Parsing rules

Let’s say you want to connect your page to another page on a different website. There’s a problem: that other site doesn’t support HDOCs. Can we work around that? It turns out yes, we can. HDOCs are very simple. They’re basically a title and the content (plus a few optional fields). If you can locate those two things on a page, you can build an HDOC locally even if the original page isn’t an HDOC.

In other words, we need to be able to parse arbitrary web pages. But all client apps must parse them the same way. If they don’t, you’ll end up in a situation where a floating link works in one app and looks broken in another. And you won’t be able to fix it, because the underlying text is slightly different depending on how each client parsed the page. We need deterministic parsing. That’s where parsing rules come in.
◇ ◇ ◇ ◇
Task brief - Please carry the parsing-rules passage above forward from its final sentence, writing the part that comes next.

Segmentation annotation items:
◇ ◇ ◇ ◇
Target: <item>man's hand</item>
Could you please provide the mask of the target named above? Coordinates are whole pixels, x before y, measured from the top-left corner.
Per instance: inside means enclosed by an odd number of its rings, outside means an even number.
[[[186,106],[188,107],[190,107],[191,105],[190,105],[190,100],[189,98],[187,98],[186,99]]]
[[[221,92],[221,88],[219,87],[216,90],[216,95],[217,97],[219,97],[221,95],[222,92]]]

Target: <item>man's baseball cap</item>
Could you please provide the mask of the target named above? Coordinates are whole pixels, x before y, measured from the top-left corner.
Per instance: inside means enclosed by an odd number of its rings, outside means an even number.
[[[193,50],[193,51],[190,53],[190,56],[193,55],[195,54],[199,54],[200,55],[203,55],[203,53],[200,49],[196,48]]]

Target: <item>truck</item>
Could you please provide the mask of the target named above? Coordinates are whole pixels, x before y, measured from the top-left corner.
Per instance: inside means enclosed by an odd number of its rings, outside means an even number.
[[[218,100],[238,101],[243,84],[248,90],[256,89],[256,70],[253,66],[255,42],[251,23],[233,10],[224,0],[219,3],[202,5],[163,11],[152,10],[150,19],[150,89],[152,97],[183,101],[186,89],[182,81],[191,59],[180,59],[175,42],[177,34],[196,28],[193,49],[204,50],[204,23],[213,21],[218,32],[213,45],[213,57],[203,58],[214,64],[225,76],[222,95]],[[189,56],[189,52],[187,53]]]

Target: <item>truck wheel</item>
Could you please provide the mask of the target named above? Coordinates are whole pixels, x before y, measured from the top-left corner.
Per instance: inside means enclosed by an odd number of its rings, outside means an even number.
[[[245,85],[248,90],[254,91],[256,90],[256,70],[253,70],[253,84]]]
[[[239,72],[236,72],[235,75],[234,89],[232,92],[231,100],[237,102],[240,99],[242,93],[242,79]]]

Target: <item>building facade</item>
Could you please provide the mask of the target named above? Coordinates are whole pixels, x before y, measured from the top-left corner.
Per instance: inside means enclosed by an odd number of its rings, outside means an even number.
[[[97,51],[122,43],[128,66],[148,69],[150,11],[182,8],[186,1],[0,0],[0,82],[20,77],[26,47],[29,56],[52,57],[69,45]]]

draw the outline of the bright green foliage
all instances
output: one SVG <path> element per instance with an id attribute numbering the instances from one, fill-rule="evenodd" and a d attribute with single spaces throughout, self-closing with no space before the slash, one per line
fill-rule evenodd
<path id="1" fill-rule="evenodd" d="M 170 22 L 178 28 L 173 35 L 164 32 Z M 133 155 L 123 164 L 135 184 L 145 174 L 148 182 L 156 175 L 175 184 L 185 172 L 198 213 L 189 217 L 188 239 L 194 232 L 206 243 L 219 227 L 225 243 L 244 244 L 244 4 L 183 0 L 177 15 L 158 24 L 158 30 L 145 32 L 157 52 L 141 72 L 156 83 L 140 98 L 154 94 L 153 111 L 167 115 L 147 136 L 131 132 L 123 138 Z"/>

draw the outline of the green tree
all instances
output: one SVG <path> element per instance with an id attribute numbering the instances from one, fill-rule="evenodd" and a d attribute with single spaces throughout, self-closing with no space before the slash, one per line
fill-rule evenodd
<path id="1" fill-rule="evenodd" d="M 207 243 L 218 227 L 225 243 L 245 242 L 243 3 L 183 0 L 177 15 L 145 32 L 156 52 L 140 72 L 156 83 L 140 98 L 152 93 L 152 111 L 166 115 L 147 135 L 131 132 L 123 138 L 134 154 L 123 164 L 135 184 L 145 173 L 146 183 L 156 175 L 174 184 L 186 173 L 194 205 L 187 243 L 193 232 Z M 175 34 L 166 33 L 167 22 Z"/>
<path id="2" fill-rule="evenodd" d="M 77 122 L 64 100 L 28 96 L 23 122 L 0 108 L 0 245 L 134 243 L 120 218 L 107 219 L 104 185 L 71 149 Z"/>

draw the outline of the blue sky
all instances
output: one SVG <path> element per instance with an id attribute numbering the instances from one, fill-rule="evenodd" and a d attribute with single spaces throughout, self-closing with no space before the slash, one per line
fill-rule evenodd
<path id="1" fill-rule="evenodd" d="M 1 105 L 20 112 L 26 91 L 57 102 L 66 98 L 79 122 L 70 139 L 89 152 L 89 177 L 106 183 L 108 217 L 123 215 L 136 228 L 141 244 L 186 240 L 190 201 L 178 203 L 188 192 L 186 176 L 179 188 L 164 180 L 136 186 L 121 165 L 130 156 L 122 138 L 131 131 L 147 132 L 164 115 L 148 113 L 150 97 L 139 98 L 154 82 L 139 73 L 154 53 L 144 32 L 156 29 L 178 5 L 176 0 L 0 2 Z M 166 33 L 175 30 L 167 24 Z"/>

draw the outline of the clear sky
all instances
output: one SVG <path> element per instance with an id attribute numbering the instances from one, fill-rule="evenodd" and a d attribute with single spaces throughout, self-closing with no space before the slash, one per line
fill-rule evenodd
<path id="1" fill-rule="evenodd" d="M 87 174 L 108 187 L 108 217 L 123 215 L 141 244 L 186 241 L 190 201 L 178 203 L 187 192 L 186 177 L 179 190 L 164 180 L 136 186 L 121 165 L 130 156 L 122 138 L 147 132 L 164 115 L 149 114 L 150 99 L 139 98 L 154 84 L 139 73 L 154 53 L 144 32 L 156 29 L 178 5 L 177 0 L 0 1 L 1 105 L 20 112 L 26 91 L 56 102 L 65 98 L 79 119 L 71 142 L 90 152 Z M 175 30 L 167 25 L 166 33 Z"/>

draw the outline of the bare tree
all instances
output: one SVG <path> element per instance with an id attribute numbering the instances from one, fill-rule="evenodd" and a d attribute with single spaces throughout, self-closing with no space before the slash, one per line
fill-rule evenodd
◇ ◇ ◇ ◇
Result of the task -
Here’s what a URL with parsing rules may look like:

https://example.com/some-page#pr=c/body/t/.main-title/r/.page,.some-class/d/.date/a/.author

Everything after #pr= is the parsing rules section. It’s a set of key–value pairs where each value is a selector. Most of them are optional. The only required one is the content selector. Because of that, for many pages URLs with parsing rules will look much simpler, for example:

https://example.com/some-page#pr=c/body

Here are all the supported selectors:

  • c — content selector (required)
  • t — title selector (optional if the title is in an <h1> and is unambiguous)
  • r — list of selectors to remove from the final content (optional). Multiple selectors are separated by commas. Each selector is URL-encoded individually.
  • d — publication date selector (optional)
  • a — author name selector (optional)

All selectors must be URL-encoded.

Behind the scenes, a client app simply calls querySelector with the selector you provided. For the “remove” list, it calls querySelectorAll.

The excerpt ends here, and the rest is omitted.